▶ _Required actions_:
1. In the Abhay Mittal profile, turn the paragraph that begins "Before Meta, I worked at Amazon" into a bulleted list that keeps its main facts.
2. Write a continuation of the Abhay Mittal profile, picking up after its final sentence.

▶ _Selected extract_:

%%

Abhay Mittal
Portrait of Abhay Mittal

Abhay Mittal

Multimodal researcher at Meta. I work on generative models that try to unify vision, language, speech, and motion.

I'm a researcher at Meta working on multimodal generative models. My work centers on unifying vision, language, speech, and motion in a single model, modality alignment and catastrophic forgetting in multimodal pretraining, and real-time, long-horizon generation - all aimed at making generative systems capable enough to act as embodied agents.

Before Meta, I worked at Amazon on multimodal models that generalize with limited supervision, image and video recognition, and visual reasoning. Previously, I did my M.S. in Computer Science at the University of Massachusetts, Amherst, advised by Prof. Subhransu Maji and Prof. Daniel Sheldon, where I built semantic segmentation models to measure historical bird migration from weather radar data. Earlier, I spent a brief stretch at Adobe and earned my B.Tech in Computer Engineering from Aligarh Muslim University, India.

%%

▶ _Stored data_:
%%

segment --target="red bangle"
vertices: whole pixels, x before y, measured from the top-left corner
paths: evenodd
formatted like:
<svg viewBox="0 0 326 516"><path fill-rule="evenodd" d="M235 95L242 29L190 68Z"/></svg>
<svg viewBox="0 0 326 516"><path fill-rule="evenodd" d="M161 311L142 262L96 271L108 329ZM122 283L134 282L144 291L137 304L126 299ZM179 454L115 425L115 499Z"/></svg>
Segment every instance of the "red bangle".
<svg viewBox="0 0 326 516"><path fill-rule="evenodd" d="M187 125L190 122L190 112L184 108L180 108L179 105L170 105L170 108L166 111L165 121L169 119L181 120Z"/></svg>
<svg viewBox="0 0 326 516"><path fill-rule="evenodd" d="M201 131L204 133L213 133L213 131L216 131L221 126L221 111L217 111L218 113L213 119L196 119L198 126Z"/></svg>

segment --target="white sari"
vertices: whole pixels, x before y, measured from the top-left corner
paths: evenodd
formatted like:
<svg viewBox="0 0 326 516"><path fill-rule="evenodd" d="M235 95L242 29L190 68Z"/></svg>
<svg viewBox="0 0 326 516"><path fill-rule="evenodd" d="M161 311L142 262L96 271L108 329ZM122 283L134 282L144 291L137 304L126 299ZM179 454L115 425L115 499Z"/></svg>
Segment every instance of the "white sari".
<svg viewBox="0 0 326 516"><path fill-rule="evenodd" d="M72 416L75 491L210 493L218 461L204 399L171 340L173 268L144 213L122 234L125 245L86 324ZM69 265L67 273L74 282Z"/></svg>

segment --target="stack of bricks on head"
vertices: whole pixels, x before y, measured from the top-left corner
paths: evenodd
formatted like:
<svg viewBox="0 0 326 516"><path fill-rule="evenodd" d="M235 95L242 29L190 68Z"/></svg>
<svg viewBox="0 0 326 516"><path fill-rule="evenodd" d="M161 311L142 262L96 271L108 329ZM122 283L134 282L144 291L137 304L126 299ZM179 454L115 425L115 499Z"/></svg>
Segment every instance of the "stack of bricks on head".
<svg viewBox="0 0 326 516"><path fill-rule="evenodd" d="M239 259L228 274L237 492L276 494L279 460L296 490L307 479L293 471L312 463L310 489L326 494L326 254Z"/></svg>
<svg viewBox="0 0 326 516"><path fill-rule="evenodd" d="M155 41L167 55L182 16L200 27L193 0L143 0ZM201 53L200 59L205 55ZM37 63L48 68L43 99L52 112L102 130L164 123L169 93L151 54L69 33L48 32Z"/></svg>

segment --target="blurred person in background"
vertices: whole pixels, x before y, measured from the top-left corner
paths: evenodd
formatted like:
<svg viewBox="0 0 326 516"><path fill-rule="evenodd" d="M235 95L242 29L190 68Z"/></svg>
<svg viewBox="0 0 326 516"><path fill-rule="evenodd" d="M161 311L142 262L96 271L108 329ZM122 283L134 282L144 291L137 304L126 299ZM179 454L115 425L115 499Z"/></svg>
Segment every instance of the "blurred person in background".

%%

▶ _Results of the exercise_:
1.
- Amazon (before Meta): multimodal models that generalize with limited supervision, image and video recognition, and visual reasoning
- M.S. in Computer Science, University of Massachusetts, Amherst: advised by Prof. Subhransu Maji and Prof. Daniel Sheldon; built semantic segmentation models to measure historical bird migration from weather radar data
- Earlier: a brief stretch at Adobe
- B.Tech in Computer Engineering, Aligarh Muslim University, India

2.
Off the clock: slower books, a steady diet of papers on topics I'm curious about, and weekends in the Cascades.

Open to collaborations and advisory chats. If you're working on multimodal learning, embodied agents, or building something adjacent - drop a line. Always up for comparing notes.

Selected work

  1. Figure from LLaMo paper

    LLaMo: Scaling Pretrained Language Models for Unified Motion Understanding and Generation with Continuous Autoregressive Tokens

    Extends pretrained LLMs to human motion generation and understanding while preserving native language performance; motion uses a continuous representation via a conditional flow-matching head, while text remains discretely tokenized.

  2. Figure from ProVideLLM paper

    Memory-efficient Streaming VideoLLMs for Real-time Procedural Video Understanding

    A multimodal cache for long streaming procedural videos - verbalized text holds long-term context, while a QFormer-based architecture preserves short-term visual detail.

  3. Figure from PHD paper

    PHD: Personalized 3D Human Body Fitting with Point Diffusion

    Extracts 3D human body poses from video via a shape-conditioned 3D point diffusion prior.

  4. Figure from Benchmarking Zero-Shot Recognition paper

    Benchmarking Zero-Shot Recognition with Vision-Language Models: Challenges on Granularity and Specificity

    Studies how CLIP-style VLMs behave across semantic granularities and how reliably they distinguish subtly-incorrect textual descriptions.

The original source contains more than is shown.